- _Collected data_
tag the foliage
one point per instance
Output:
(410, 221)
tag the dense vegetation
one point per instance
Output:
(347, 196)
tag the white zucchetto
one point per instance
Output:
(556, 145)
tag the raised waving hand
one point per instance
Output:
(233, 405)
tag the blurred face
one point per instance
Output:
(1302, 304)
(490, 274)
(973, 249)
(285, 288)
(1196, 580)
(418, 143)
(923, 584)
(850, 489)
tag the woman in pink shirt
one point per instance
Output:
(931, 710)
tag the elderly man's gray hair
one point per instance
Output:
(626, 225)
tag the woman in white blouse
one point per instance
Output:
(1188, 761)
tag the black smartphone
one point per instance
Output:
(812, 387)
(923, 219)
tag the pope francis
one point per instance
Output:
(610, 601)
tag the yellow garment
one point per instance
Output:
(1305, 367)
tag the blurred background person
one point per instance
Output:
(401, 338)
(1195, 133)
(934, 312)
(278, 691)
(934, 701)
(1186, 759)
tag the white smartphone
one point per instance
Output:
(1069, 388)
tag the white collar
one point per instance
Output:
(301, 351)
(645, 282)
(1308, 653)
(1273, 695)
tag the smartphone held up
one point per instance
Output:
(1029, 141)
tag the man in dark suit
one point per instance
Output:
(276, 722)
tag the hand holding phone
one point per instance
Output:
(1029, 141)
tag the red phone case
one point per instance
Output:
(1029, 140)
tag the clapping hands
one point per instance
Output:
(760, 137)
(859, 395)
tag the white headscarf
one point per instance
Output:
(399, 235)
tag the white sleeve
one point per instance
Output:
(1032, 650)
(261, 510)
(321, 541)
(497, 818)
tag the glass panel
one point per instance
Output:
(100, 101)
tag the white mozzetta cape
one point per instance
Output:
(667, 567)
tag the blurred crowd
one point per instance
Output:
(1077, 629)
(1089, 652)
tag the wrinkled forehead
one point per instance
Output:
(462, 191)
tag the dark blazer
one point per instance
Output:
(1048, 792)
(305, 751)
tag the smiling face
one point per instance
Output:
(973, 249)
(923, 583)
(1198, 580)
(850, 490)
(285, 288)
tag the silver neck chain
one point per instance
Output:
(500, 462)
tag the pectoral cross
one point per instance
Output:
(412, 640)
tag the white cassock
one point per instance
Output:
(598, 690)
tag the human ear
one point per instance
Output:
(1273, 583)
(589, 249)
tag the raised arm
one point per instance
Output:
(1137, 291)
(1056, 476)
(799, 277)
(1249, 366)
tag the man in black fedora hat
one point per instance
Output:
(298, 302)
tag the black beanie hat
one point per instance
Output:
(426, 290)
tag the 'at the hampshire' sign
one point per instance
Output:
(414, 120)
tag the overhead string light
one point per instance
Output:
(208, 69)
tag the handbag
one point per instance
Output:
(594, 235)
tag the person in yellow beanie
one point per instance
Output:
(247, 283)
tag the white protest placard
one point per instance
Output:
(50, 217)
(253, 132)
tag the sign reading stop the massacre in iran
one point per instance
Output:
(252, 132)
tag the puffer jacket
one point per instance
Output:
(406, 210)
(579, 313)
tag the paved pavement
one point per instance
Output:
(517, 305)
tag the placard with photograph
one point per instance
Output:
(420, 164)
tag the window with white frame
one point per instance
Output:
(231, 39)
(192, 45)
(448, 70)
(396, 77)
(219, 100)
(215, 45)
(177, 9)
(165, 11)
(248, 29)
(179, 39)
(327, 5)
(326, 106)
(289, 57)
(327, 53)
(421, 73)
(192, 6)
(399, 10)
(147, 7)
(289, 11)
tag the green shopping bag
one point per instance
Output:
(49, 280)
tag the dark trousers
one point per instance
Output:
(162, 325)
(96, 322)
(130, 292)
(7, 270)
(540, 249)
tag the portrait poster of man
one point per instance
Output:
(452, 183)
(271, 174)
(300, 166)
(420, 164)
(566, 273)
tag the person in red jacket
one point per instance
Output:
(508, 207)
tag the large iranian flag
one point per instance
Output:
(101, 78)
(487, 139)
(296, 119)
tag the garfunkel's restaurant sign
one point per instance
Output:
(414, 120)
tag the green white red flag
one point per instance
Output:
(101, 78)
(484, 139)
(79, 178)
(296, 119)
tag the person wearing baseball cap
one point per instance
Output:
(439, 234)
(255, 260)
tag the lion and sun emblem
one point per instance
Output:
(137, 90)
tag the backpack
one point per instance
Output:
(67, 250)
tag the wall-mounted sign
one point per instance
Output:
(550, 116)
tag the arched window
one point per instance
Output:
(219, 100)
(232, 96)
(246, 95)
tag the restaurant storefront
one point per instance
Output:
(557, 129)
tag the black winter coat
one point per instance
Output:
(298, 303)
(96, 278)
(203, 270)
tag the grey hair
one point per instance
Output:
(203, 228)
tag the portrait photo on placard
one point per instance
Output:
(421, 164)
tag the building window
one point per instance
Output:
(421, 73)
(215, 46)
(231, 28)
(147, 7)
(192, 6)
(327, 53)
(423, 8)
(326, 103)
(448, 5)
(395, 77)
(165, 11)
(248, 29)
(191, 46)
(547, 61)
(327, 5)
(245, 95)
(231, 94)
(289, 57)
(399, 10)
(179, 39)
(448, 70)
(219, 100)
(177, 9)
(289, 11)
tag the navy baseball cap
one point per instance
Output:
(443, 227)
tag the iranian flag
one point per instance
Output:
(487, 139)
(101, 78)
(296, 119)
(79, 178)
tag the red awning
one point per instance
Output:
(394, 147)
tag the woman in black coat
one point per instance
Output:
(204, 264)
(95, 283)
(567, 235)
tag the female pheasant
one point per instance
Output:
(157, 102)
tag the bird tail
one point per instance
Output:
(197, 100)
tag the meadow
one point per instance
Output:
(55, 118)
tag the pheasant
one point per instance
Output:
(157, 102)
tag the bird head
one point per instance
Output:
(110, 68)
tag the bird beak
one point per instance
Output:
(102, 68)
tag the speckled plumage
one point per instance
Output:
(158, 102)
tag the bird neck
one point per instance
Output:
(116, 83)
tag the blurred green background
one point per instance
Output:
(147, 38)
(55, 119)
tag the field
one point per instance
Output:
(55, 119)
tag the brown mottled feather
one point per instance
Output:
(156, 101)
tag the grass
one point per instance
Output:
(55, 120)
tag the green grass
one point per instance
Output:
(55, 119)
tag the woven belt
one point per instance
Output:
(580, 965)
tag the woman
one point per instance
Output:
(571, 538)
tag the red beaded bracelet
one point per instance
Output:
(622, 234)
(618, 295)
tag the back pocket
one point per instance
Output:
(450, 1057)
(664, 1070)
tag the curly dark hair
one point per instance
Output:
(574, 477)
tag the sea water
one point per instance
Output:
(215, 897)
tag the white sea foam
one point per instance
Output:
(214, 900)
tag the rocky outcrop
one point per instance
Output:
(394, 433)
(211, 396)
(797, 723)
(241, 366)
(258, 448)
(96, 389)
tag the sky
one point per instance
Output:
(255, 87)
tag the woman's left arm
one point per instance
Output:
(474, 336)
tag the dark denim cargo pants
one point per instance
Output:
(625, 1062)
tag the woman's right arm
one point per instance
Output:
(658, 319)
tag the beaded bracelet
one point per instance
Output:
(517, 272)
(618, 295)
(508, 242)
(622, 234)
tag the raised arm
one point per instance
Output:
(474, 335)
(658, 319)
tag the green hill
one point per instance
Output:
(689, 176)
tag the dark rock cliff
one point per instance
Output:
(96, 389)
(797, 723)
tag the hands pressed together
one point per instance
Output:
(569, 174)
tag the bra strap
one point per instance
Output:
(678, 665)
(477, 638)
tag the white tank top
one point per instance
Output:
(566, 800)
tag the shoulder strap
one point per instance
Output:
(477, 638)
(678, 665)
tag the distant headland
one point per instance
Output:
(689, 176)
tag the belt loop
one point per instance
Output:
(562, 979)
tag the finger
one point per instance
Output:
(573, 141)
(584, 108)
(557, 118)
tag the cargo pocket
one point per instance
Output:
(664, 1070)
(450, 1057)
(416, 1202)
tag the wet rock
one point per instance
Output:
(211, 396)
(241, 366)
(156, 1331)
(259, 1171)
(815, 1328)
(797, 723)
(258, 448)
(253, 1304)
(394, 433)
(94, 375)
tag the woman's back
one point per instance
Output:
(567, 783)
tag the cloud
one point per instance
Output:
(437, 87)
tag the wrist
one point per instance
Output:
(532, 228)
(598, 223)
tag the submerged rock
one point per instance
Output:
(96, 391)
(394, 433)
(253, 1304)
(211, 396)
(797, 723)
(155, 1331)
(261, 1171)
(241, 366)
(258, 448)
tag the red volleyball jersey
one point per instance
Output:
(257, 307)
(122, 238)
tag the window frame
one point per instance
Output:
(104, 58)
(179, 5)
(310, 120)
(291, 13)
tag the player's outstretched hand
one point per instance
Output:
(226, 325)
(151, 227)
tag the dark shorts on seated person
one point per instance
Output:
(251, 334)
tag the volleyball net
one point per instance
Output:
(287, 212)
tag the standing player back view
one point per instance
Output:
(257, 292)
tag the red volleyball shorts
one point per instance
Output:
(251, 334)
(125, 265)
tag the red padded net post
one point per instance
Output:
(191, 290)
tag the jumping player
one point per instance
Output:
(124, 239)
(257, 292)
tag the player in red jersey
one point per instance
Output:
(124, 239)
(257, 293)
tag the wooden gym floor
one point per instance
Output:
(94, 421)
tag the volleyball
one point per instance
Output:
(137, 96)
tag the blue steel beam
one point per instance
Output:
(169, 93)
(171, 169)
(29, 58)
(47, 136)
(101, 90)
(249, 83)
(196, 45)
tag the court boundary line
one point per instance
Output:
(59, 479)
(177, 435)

- _ABOUT THIS EXERCISE_
Line count for "beanie": say how many lines of the entries above include that word, and give only the number.

- _RESULT_
2